▸ **OBJECTIVE**
Edit the entries below so that each occurrence of "marker" becomes "pin", with everything else left unchanged.

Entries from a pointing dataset
──────────────────────────────

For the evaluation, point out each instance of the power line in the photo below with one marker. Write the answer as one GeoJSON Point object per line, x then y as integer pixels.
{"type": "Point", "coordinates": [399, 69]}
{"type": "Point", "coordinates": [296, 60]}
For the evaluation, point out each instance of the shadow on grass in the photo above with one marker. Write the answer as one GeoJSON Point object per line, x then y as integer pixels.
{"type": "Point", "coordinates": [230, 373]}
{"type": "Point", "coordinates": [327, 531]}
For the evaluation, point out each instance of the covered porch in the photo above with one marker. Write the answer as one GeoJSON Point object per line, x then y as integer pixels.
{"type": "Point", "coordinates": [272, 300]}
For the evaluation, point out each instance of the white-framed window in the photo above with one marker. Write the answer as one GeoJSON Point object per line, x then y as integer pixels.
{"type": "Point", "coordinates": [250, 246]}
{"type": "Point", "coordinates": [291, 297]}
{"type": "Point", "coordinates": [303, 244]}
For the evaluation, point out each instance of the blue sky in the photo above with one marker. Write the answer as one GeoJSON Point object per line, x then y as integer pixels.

──────────────────────────────

▸ **EXPECTED ANSWER**
For the evaluation, point out each instance of the power line in the photo below with one pin. Write the answer as one GeoJSON Point object per line, x then y as integer pixels.
{"type": "Point", "coordinates": [399, 69]}
{"type": "Point", "coordinates": [296, 60]}
For the evaluation, point out each instance of the shadow on grass in the photo above with one pin. Write the answer as one GeoJSON Point object per line, x then y as integer pixels.
{"type": "Point", "coordinates": [230, 373]}
{"type": "Point", "coordinates": [327, 531]}
For the evaluation, point out each instance of the covered porch in the photo above with one pin. Write the answer as one GeoJSON Point object per line, x then y as integer pixels.
{"type": "Point", "coordinates": [272, 300]}
For the evaluation, point out each instance of the white-framed window in the photo above with one pin. Write the answer as one GeoJSON Point object per line, x then y as integer pixels.
{"type": "Point", "coordinates": [250, 246]}
{"type": "Point", "coordinates": [291, 297]}
{"type": "Point", "coordinates": [303, 244]}
For the evaluation, point out each instance of the blue sky in the photo above with one pin. Write the answer as one GeoJSON Point object per line, x then y as integer pixels.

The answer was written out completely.